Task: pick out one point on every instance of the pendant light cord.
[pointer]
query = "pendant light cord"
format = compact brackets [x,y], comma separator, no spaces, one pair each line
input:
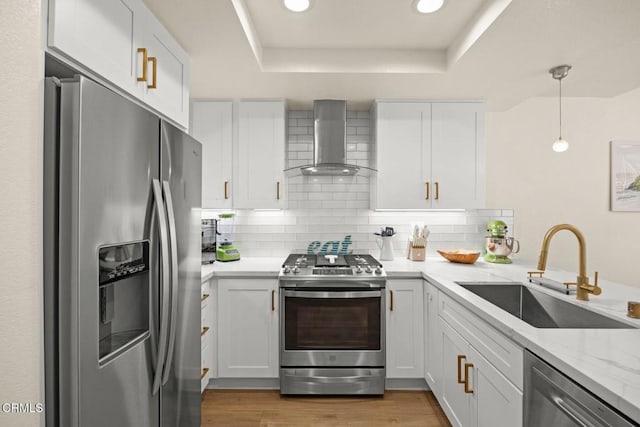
[560,102]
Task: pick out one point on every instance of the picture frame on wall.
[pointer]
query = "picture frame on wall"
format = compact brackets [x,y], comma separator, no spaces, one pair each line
[625,176]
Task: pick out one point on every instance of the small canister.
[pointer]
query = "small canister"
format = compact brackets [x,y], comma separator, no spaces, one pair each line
[633,309]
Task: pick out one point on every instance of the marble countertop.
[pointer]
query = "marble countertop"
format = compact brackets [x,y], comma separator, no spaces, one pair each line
[605,361]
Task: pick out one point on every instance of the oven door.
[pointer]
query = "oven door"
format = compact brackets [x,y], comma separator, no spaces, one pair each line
[338,327]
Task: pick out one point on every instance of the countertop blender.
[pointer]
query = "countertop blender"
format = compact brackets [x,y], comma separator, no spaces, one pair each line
[498,245]
[225,251]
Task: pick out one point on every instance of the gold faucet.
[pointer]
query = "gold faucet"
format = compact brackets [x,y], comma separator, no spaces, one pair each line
[583,286]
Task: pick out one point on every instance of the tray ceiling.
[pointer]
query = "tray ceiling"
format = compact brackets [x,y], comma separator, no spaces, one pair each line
[496,50]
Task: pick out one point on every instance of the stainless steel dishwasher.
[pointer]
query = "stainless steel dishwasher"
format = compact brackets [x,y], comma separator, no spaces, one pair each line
[552,399]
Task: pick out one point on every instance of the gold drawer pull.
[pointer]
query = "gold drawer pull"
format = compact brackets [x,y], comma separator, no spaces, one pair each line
[143,51]
[154,72]
[204,373]
[460,359]
[467,389]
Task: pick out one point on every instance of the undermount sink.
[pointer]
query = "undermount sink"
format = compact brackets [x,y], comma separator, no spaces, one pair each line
[539,309]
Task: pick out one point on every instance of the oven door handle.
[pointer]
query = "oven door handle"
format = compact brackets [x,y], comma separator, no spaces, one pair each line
[333,294]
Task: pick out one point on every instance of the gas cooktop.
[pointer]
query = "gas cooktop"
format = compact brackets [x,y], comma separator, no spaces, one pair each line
[319,266]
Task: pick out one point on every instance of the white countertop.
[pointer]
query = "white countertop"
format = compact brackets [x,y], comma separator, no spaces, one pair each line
[605,361]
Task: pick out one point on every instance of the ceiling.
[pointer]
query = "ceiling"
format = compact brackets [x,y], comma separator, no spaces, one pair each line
[360,50]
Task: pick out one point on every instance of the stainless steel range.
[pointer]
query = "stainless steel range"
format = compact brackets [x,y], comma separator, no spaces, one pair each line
[332,325]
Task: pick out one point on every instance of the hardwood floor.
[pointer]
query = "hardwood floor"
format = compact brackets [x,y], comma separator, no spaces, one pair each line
[267,408]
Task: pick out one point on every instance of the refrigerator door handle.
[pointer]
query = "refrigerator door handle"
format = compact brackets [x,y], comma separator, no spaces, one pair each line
[164,314]
[174,279]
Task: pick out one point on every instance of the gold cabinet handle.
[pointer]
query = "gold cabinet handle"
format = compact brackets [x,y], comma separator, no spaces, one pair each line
[204,372]
[467,389]
[461,357]
[143,51]
[154,72]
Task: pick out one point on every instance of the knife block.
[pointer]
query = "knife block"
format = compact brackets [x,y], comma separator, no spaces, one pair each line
[415,253]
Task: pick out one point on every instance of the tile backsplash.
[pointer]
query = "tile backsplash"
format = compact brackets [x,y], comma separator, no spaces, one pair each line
[330,208]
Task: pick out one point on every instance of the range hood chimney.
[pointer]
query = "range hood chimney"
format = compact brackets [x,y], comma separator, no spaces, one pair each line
[330,142]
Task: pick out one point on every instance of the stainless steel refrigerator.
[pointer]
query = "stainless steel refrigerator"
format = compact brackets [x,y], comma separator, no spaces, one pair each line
[121,262]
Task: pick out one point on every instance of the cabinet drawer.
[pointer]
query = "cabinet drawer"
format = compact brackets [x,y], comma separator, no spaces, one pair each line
[205,293]
[499,350]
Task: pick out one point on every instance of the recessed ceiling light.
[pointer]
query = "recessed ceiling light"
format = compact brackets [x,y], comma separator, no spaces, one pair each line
[428,6]
[297,5]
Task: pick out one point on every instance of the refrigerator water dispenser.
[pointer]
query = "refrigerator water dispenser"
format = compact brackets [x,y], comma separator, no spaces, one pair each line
[123,318]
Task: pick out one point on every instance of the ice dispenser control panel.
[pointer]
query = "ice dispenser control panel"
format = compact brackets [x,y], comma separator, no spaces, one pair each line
[123,260]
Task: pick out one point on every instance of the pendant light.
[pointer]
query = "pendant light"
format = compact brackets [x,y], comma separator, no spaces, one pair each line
[559,73]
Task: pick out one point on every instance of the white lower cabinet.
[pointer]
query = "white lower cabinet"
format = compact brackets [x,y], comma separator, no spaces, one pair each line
[405,322]
[432,346]
[496,401]
[473,391]
[207,331]
[453,399]
[247,328]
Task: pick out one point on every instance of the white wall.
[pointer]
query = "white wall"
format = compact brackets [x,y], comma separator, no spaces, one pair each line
[21,71]
[547,188]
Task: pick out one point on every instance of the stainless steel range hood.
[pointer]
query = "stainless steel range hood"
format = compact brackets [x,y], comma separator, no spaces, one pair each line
[330,143]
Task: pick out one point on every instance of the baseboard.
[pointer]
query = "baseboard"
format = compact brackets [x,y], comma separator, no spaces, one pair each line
[274,384]
[245,383]
[406,384]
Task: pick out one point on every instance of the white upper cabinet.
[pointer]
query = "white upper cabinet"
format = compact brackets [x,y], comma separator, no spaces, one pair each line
[259,156]
[457,155]
[122,43]
[402,142]
[167,85]
[429,155]
[212,125]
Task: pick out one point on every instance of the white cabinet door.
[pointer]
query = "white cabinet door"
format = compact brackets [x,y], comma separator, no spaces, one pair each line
[167,88]
[429,155]
[100,35]
[403,136]
[259,158]
[247,328]
[497,402]
[109,39]
[455,402]
[433,348]
[457,149]
[405,345]
[212,125]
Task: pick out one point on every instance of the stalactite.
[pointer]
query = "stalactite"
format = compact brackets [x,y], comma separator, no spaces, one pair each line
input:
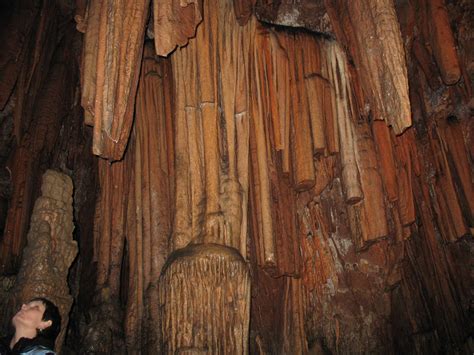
[167,14]
[148,215]
[370,30]
[208,240]
[50,97]
[109,235]
[110,72]
[442,42]
[209,178]
[345,122]
[212,283]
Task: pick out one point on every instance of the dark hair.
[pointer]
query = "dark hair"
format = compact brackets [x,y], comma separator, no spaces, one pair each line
[51,312]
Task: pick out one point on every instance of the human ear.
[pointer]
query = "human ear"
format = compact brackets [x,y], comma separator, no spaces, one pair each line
[45,324]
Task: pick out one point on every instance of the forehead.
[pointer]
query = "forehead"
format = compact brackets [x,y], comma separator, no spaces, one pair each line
[38,304]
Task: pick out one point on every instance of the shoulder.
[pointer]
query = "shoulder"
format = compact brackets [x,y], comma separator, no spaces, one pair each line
[38,350]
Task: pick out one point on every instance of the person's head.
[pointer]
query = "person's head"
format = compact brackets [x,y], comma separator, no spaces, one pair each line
[41,315]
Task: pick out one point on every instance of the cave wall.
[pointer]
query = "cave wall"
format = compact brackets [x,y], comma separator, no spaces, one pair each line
[352,148]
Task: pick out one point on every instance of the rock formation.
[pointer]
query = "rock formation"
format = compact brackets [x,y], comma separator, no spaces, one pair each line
[320,150]
[50,249]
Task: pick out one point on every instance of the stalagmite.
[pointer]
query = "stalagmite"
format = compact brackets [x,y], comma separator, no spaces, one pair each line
[372,33]
[148,217]
[50,250]
[442,42]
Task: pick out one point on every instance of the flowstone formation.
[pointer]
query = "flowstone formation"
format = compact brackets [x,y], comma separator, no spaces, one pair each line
[50,249]
[205,301]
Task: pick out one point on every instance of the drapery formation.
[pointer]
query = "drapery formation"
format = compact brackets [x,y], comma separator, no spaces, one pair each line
[328,178]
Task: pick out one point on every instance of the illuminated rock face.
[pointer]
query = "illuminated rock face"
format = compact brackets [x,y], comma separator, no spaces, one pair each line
[50,249]
[212,284]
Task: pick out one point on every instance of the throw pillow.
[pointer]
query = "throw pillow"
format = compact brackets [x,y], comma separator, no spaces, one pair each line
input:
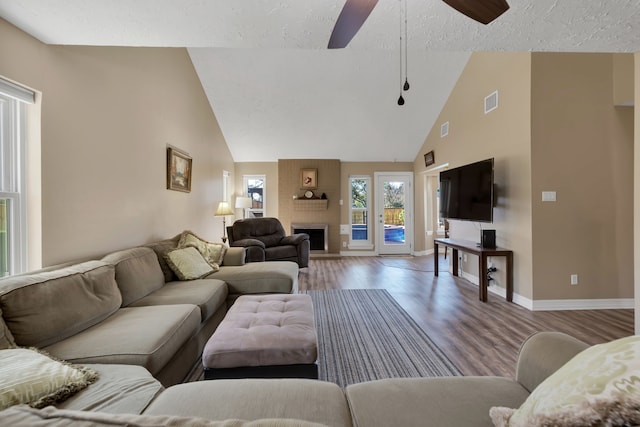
[599,386]
[28,376]
[213,253]
[188,264]
[6,338]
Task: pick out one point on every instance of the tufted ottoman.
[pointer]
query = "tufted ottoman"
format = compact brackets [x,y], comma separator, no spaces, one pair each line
[264,336]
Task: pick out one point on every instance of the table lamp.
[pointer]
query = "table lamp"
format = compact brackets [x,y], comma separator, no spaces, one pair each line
[223,210]
[243,203]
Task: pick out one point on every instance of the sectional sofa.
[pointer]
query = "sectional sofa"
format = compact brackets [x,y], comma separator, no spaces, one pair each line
[129,308]
[577,379]
[132,332]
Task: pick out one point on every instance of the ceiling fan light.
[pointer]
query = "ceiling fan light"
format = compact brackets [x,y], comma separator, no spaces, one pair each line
[483,11]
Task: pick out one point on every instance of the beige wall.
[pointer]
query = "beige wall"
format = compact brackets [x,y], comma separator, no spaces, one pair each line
[329,179]
[623,79]
[582,148]
[503,134]
[270,171]
[636,181]
[366,169]
[108,115]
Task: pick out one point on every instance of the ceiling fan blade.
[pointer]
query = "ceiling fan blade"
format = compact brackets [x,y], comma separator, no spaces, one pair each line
[483,11]
[351,18]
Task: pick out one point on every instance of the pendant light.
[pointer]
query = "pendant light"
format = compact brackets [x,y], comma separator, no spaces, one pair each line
[404,86]
[406,50]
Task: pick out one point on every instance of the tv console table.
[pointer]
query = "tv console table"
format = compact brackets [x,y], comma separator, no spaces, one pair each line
[483,254]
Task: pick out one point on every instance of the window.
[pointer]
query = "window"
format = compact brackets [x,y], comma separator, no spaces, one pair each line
[13,253]
[254,188]
[360,211]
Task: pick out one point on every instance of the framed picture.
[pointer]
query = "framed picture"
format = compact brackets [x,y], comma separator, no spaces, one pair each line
[178,170]
[429,158]
[309,179]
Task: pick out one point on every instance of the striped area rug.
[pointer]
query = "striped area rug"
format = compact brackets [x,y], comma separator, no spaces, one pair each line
[364,334]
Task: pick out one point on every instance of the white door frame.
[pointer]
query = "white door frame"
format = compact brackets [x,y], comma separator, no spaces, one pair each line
[396,249]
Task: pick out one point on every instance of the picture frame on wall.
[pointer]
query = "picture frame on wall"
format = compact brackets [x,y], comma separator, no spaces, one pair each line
[429,159]
[309,179]
[179,165]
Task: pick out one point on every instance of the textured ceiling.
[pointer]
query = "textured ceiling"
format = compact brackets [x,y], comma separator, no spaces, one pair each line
[278,93]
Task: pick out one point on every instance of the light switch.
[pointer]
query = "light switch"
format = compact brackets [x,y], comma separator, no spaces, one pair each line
[548,196]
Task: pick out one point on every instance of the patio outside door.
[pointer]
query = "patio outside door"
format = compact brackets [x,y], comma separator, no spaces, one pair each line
[394,212]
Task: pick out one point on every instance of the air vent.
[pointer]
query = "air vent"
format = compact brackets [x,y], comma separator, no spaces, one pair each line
[491,102]
[444,129]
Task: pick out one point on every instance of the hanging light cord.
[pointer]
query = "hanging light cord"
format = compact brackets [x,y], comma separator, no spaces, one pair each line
[406,50]
[400,99]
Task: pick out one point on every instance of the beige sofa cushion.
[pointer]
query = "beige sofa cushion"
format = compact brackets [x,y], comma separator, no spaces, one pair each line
[43,308]
[260,277]
[446,401]
[6,338]
[254,399]
[208,294]
[50,417]
[138,273]
[119,389]
[600,385]
[144,336]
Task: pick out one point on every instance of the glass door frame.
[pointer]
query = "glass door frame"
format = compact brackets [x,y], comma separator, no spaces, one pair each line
[394,249]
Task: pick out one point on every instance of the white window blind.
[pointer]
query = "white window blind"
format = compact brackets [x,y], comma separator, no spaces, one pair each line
[17,92]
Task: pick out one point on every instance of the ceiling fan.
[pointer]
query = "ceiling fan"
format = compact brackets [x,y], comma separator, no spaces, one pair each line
[355,12]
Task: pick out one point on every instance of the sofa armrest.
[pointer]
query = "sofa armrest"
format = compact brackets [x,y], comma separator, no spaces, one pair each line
[544,353]
[248,242]
[234,256]
[294,239]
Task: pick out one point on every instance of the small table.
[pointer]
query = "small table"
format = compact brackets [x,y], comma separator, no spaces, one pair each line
[483,254]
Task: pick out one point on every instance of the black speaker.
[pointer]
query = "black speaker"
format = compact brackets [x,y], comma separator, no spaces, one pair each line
[488,239]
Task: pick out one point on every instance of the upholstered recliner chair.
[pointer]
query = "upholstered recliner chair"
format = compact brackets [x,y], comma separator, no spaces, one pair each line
[266,240]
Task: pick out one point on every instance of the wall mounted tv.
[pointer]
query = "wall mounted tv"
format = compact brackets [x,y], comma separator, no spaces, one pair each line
[466,192]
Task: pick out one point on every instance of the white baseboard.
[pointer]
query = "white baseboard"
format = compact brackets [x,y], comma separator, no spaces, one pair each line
[423,253]
[556,305]
[358,253]
[584,304]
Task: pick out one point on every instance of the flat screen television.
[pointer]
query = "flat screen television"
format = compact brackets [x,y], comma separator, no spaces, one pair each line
[466,192]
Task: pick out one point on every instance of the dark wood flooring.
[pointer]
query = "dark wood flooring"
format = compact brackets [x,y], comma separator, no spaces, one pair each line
[480,338]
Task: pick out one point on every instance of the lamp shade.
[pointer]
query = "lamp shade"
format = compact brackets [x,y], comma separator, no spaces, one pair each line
[223,209]
[243,202]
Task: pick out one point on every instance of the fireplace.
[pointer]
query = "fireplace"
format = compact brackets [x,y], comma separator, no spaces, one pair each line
[318,235]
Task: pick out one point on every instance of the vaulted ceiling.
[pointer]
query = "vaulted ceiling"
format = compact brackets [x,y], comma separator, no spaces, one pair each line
[278,93]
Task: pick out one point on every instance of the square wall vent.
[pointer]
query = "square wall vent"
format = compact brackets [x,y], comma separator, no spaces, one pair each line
[491,102]
[444,129]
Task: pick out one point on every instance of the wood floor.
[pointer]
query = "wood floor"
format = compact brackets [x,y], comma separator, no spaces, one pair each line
[480,338]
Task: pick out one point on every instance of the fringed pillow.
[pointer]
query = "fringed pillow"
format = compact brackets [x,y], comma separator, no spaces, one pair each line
[188,264]
[29,376]
[213,253]
[598,387]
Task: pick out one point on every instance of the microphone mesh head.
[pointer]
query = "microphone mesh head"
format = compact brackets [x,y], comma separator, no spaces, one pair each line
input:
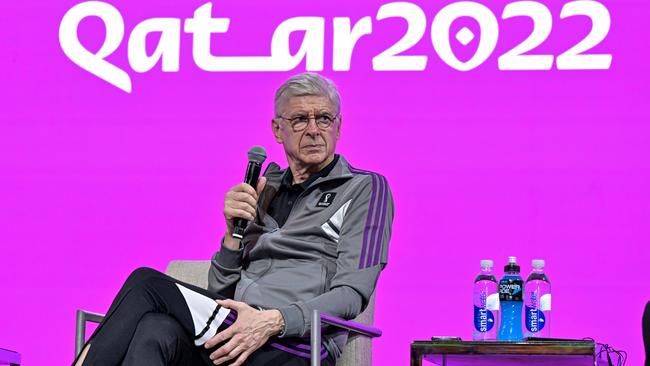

────────────────

▶ **Task requirements**
Pull out every line of the rows above that contains the word "refrigerator".

▶ **Solution to the exercise**
Task: pick out one point on every instance of the refrigerator door handle.
query = "refrigerator door handle"
Task: pick out one point on every instance of the stainless steel refrigerator.
query = "stainless steel refrigerator"
Task: pick out one point on every instance of the refrigerator water dispenser.
query = "refrigerator water dispenser"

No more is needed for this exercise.